▶ _Given records_
======
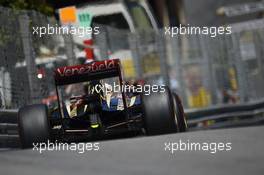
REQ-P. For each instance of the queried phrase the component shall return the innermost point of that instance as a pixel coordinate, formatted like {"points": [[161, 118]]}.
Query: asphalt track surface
{"points": [[146, 155]]}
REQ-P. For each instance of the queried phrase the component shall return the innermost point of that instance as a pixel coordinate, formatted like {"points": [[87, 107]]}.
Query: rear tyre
{"points": [[181, 120], [159, 115], [34, 126]]}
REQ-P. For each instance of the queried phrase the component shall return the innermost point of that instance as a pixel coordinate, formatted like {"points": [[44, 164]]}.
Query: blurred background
{"points": [[204, 71]]}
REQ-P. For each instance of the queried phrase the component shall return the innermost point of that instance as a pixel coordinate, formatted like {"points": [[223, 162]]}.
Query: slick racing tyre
{"points": [[33, 124], [158, 112], [181, 120]]}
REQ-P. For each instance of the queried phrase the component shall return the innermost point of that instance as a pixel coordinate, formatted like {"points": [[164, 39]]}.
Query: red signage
{"points": [[86, 69]]}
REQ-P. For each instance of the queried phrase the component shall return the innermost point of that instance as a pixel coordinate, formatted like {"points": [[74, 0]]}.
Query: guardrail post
{"points": [[29, 57], [164, 68], [101, 43], [240, 68], [133, 45]]}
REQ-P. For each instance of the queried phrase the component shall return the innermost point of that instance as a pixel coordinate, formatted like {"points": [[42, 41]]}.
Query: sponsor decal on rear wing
{"points": [[86, 72]]}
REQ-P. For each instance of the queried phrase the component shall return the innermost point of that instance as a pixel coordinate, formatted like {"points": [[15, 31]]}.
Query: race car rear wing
{"points": [[86, 72]]}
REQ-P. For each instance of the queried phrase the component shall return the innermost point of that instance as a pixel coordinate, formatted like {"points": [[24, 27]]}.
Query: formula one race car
{"points": [[93, 101]]}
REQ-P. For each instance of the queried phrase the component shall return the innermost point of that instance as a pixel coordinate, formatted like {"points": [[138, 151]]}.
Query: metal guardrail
{"points": [[226, 116]]}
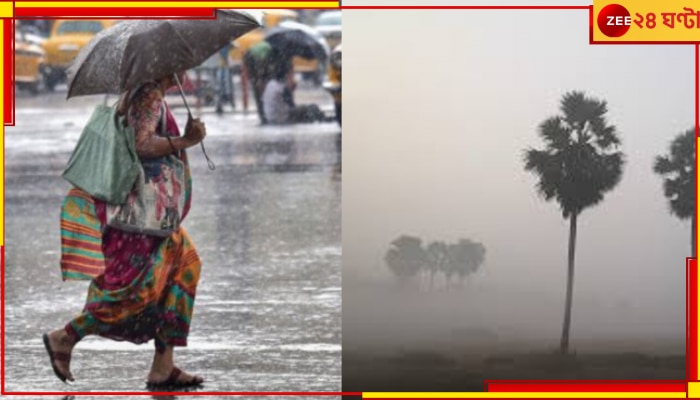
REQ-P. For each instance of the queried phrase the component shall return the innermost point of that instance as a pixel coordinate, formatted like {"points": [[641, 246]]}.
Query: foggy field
{"points": [[558, 157], [408, 341], [438, 371]]}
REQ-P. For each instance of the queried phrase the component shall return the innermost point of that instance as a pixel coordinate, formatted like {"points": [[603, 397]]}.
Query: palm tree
{"points": [[436, 257], [679, 171], [405, 257], [579, 164]]}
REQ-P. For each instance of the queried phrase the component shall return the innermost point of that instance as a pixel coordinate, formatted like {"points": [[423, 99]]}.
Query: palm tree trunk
{"points": [[569, 285]]}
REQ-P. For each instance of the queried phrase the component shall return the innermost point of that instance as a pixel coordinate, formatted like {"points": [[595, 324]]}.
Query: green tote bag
{"points": [[104, 162]]}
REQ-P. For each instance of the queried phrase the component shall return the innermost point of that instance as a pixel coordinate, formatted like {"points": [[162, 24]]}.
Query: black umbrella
{"points": [[295, 39], [133, 52]]}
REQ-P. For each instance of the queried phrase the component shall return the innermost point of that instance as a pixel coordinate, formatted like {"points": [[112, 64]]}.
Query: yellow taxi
{"points": [[29, 64], [65, 41], [270, 19], [333, 84]]}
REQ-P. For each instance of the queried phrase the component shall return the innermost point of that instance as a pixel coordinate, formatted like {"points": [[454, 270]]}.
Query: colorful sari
{"points": [[143, 287]]}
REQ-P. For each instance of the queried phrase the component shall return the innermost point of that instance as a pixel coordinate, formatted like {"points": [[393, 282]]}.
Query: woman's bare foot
{"points": [[173, 376], [163, 370], [62, 343]]}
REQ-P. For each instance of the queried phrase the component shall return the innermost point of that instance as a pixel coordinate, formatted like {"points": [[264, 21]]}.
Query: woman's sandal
{"points": [[173, 382], [56, 356]]}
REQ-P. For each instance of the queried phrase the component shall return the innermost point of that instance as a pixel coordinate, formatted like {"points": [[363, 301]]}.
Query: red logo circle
{"points": [[614, 20]]}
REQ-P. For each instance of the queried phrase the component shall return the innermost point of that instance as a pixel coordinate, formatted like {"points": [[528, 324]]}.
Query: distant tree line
{"points": [[410, 260]]}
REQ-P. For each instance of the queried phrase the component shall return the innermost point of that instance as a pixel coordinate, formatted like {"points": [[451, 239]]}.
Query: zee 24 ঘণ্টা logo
{"points": [[614, 20]]}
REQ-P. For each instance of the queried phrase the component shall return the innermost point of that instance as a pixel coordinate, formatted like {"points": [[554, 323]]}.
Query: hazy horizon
{"points": [[440, 105]]}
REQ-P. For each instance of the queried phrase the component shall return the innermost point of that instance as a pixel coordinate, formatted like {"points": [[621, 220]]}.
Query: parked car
{"points": [[329, 24], [29, 64], [66, 39]]}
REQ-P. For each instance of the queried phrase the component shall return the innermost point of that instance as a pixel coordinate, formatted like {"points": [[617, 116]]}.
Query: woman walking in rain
{"points": [[143, 287]]}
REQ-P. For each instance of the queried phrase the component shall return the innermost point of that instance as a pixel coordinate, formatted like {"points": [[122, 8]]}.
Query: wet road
{"points": [[267, 227]]}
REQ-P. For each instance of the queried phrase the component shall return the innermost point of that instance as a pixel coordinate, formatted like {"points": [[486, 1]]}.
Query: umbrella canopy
{"points": [[292, 38], [133, 52]]}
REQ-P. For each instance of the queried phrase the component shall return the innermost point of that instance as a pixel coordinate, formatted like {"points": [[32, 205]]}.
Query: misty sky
{"points": [[439, 105]]}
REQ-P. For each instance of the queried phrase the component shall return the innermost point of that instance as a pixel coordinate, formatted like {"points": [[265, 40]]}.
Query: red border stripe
{"points": [[8, 109], [112, 12], [587, 387], [692, 351]]}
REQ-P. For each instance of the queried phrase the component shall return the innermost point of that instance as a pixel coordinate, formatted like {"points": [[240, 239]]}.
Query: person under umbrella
{"points": [[278, 100], [142, 286]]}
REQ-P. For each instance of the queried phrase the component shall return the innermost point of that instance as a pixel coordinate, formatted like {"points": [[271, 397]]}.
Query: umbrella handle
{"points": [[210, 163]]}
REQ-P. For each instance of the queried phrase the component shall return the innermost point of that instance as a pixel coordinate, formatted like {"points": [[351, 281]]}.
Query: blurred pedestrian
{"points": [[258, 63], [223, 79], [278, 99]]}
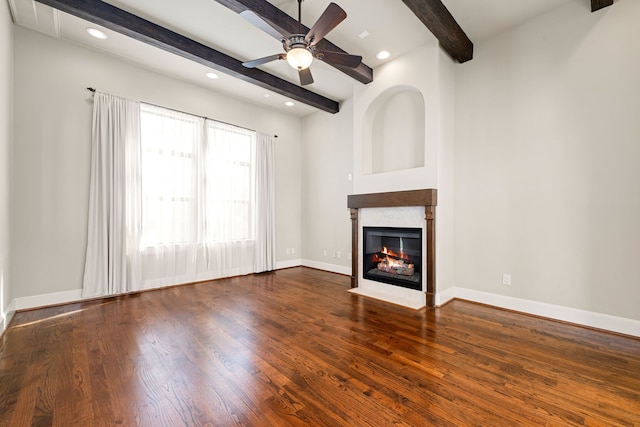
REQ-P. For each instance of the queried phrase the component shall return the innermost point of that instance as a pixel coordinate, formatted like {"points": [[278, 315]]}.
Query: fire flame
{"points": [[397, 259]]}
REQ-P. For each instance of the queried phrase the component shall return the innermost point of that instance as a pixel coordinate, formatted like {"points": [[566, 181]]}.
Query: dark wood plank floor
{"points": [[295, 348]]}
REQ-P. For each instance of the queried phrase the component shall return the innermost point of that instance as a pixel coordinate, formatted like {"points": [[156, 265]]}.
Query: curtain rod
{"points": [[93, 90]]}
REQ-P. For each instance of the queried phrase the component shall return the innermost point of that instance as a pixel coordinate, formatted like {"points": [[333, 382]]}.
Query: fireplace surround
{"points": [[426, 198]]}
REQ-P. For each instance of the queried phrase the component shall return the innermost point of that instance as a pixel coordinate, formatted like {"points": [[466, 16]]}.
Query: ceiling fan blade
{"points": [[260, 61], [258, 22], [339, 58], [305, 77], [330, 18]]}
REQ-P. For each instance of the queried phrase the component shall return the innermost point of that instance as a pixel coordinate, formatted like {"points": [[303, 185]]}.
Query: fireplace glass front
{"points": [[393, 255]]}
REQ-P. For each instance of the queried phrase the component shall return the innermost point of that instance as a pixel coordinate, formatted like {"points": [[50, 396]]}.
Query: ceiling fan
{"points": [[300, 49]]}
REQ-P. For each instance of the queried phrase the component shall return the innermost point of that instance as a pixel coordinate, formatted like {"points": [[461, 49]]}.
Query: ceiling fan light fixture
{"points": [[299, 58]]}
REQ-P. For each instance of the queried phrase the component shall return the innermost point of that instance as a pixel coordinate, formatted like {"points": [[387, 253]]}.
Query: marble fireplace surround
{"points": [[426, 198]]}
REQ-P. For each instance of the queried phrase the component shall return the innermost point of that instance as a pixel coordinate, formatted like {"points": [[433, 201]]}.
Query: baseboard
{"points": [[6, 317], [590, 319], [45, 300], [288, 264], [327, 267]]}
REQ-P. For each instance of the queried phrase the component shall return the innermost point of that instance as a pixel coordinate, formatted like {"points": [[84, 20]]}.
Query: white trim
{"points": [[327, 267], [44, 300], [6, 317], [288, 264], [565, 314]]}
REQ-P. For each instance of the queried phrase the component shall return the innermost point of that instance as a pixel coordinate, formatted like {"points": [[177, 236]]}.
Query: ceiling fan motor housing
{"points": [[295, 41]]}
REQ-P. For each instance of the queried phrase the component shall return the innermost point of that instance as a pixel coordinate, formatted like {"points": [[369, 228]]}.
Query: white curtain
{"points": [[205, 226], [265, 257], [112, 263], [175, 199]]}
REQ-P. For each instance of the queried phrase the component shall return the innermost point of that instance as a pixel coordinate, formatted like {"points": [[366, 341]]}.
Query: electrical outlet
{"points": [[506, 279]]}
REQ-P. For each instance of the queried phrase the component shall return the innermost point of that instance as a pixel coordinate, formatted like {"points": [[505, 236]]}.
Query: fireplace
{"points": [[393, 255], [423, 219]]}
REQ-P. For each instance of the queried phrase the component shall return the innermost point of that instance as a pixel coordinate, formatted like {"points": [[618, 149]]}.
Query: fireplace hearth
{"points": [[393, 255]]}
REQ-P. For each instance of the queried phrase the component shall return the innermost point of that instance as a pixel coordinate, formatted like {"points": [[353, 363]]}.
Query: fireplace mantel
{"points": [[426, 198]]}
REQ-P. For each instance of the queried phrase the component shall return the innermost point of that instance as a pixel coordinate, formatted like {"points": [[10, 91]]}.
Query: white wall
{"points": [[328, 161], [52, 152], [547, 161], [6, 89]]}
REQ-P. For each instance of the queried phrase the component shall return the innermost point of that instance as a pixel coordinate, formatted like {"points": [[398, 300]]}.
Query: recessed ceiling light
{"points": [[97, 33], [383, 54]]}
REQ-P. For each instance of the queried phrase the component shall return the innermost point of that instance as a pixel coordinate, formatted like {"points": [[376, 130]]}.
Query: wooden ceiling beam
{"points": [[600, 4], [130, 25], [288, 25], [437, 18]]}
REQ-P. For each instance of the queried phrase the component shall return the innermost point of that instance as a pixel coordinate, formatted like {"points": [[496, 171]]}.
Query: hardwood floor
{"points": [[295, 348]]}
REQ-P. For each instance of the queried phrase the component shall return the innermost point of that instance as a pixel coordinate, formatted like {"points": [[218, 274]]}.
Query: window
{"points": [[197, 179]]}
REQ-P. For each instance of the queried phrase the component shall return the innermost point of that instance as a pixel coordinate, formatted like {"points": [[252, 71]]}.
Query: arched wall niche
{"points": [[394, 131]]}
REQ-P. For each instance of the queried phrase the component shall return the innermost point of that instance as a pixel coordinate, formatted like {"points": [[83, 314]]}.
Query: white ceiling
{"points": [[390, 24]]}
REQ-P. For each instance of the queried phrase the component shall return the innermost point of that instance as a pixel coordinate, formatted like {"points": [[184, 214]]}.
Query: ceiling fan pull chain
{"points": [[299, 16]]}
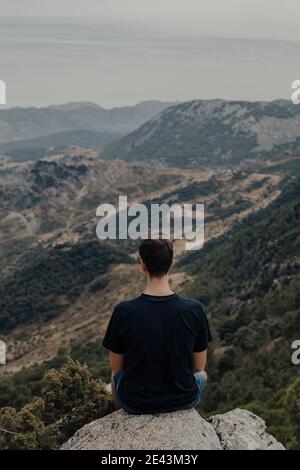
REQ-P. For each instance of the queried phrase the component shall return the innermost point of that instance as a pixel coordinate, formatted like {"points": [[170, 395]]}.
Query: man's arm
{"points": [[199, 360], [116, 362]]}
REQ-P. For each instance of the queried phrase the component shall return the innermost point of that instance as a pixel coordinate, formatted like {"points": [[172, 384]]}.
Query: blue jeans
{"points": [[200, 381]]}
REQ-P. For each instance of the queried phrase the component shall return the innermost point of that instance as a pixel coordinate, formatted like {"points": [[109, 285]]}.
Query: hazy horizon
{"points": [[117, 53]]}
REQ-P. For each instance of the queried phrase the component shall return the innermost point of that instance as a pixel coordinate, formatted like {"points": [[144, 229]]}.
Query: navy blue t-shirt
{"points": [[157, 335]]}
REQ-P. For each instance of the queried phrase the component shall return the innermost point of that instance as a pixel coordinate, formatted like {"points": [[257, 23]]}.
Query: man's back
{"points": [[157, 336]]}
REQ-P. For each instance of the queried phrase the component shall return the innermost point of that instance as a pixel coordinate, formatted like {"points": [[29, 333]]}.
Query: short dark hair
{"points": [[157, 256]]}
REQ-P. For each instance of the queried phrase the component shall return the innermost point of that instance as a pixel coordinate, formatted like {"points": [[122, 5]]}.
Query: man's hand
{"points": [[116, 362], [199, 360]]}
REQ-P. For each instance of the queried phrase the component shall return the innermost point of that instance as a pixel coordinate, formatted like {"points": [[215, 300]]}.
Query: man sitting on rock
{"points": [[157, 342]]}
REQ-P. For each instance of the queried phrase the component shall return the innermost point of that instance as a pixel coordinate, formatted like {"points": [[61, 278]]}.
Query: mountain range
{"points": [[30, 123], [214, 132]]}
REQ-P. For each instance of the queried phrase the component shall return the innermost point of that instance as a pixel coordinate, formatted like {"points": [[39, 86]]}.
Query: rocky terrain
{"points": [[182, 430], [48, 208]]}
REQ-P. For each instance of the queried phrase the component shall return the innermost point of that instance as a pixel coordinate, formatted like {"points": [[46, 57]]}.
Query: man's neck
{"points": [[158, 286]]}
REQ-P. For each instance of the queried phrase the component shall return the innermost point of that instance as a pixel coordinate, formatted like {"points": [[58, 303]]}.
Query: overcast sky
{"points": [[117, 52]]}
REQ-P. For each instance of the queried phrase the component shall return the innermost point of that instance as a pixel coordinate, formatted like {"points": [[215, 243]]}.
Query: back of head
{"points": [[157, 256]]}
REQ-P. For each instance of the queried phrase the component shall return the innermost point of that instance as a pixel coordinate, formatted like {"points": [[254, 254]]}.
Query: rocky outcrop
{"points": [[241, 429], [181, 430]]}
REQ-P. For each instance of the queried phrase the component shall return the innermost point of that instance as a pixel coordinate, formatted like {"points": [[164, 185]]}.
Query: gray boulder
{"points": [[241, 429], [181, 430]]}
======
▶ _What you have to do_
Pick out and copy every line of the material above that contains the word "floor". Case counts.

▶ _Reply to the exercise_
Query: dark wood plank floor
Query: hardwood floor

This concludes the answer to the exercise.